____ Data in this exercise

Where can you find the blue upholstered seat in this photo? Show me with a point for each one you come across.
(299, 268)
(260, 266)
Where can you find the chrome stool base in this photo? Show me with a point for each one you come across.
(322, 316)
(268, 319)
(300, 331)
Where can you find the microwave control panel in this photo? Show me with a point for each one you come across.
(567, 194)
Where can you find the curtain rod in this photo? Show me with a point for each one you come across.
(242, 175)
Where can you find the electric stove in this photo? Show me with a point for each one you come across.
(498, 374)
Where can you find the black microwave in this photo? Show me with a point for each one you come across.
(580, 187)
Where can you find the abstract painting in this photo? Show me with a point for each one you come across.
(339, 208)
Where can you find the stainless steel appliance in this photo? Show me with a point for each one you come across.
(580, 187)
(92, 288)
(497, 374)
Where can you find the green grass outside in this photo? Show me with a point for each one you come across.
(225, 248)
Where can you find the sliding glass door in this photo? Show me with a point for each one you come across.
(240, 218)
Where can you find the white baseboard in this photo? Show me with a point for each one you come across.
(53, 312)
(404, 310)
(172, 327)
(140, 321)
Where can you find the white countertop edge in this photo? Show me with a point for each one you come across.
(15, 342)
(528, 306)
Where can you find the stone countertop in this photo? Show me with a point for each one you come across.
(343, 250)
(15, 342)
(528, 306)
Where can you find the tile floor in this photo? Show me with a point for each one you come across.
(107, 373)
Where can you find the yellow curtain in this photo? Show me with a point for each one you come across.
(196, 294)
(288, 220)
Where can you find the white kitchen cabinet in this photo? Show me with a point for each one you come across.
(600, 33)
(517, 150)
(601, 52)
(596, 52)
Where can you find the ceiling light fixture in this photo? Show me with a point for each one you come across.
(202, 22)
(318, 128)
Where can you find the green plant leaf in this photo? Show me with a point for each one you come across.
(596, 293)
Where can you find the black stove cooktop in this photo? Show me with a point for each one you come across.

________

What you should do: Go through the listing above and repeat all of it exactly.

Expected answer:
Where can you find the blue upholstered seat in this photo? Show me with a point for each one you come across.
(299, 268)
(260, 266)
Where can you find the chrome stool base in this photo? Show me with a point for each one you come across.
(322, 316)
(268, 319)
(300, 331)
Where can you find the microwave control panel in this photo? Show me with a point for each one you come across.
(567, 194)
Where can you find the curtain rod in this photo? Show me with a point for each one you come across.
(242, 175)
Where can you find the electric stove in this photo? Show me with a point for each one you come across.
(498, 374)
Where can you find the black microwave in this photo? Show me with a point for each one you come across.
(580, 187)
Where can you find the abstract painting in this photo? Show me with a point for each one you come across.
(339, 208)
Where can you find the stainless steel appliance in this photo? Show me with a point for each one you come across.
(580, 187)
(92, 288)
(497, 374)
Where can you find the green grass outside in this photo? Show me with a point for each one you come across.
(225, 248)
Where can you find the sliding glass door in this photo? Show me with a point for each one you come across.
(240, 218)
Where can you find the white baseboard in this photo? Show me with a point for each one you come across.
(53, 312)
(404, 310)
(172, 327)
(140, 321)
Where can you find the white countertop edge in this photo? Show me with a point for each one you come across.
(15, 342)
(528, 306)
Where can you find the stone countertop in this photo? Show me with a point for each one you come across.
(343, 250)
(15, 342)
(528, 306)
Where can you find the tile floor in this photo? Show me with a point for each one you come across.
(107, 373)
Where can you find the yellow curtain in this photo? Show me with a point for each one you come across.
(196, 294)
(288, 220)
Where can you find the white kitchen cabinet in this photo? Show me with a point for each one you come across.
(600, 33)
(517, 150)
(601, 52)
(596, 52)
Where can you find the ceiling light fixture in this photo? Show me with a point for each one you come across.
(202, 22)
(318, 128)
Where can you find the green plant leaf in this photo? Show me with a point for each one you come across.
(596, 293)
Where can you find the black stove cooktop in this photo? Show me with a point for each one you come across.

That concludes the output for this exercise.